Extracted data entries
######

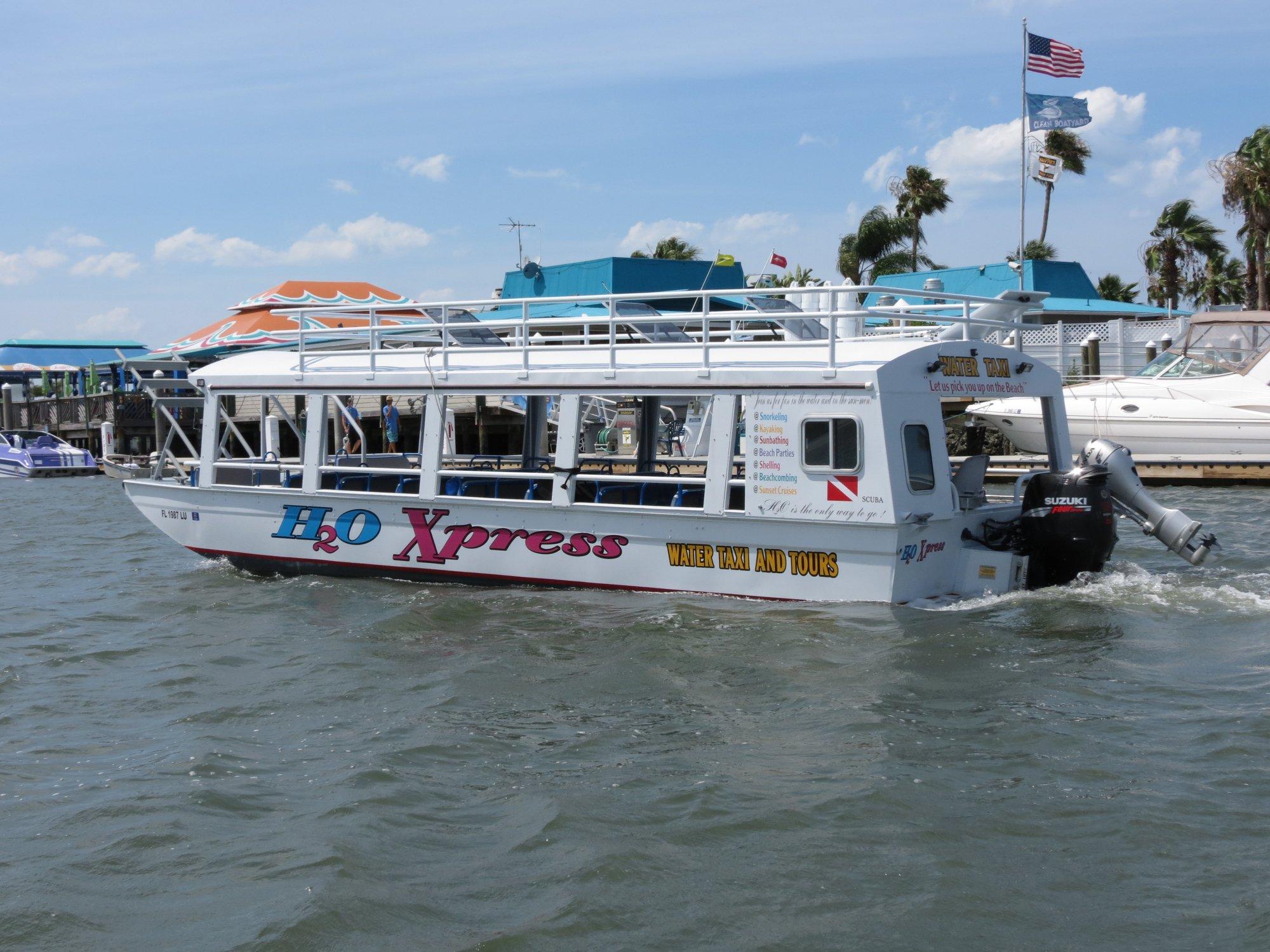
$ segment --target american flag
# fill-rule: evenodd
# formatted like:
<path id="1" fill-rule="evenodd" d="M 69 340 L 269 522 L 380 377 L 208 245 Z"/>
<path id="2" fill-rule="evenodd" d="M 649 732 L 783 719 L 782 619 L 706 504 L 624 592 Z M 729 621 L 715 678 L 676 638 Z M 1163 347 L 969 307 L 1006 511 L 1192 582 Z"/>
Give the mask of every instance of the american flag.
<path id="1" fill-rule="evenodd" d="M 1074 77 L 1085 72 L 1085 57 L 1074 46 L 1029 33 L 1027 69 L 1033 72 L 1044 72 L 1046 76 Z"/>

######

• **WHAT IS BEING ASKED**
Switch every "american flag" in the entries above to "US flag", and reproduce the entries with nothing else changed. Leave the pictures out.

• **RESULT FOR THIS TASK**
$ segment --target US flag
# fill-rule: evenodd
# formatted like:
<path id="1" fill-rule="evenodd" d="M 69 340 L 269 522 L 380 377 L 208 245 Z"/>
<path id="2" fill-rule="evenodd" d="M 649 732 L 783 719 L 782 619 L 706 504 L 624 592 Z M 729 621 L 715 678 L 676 638 Z M 1163 347 L 969 307 L 1006 511 L 1192 582 Z"/>
Give the mask of every instance of the US flag.
<path id="1" fill-rule="evenodd" d="M 1074 77 L 1085 72 L 1085 57 L 1074 46 L 1029 33 L 1027 69 L 1033 72 L 1044 72 L 1046 76 Z"/>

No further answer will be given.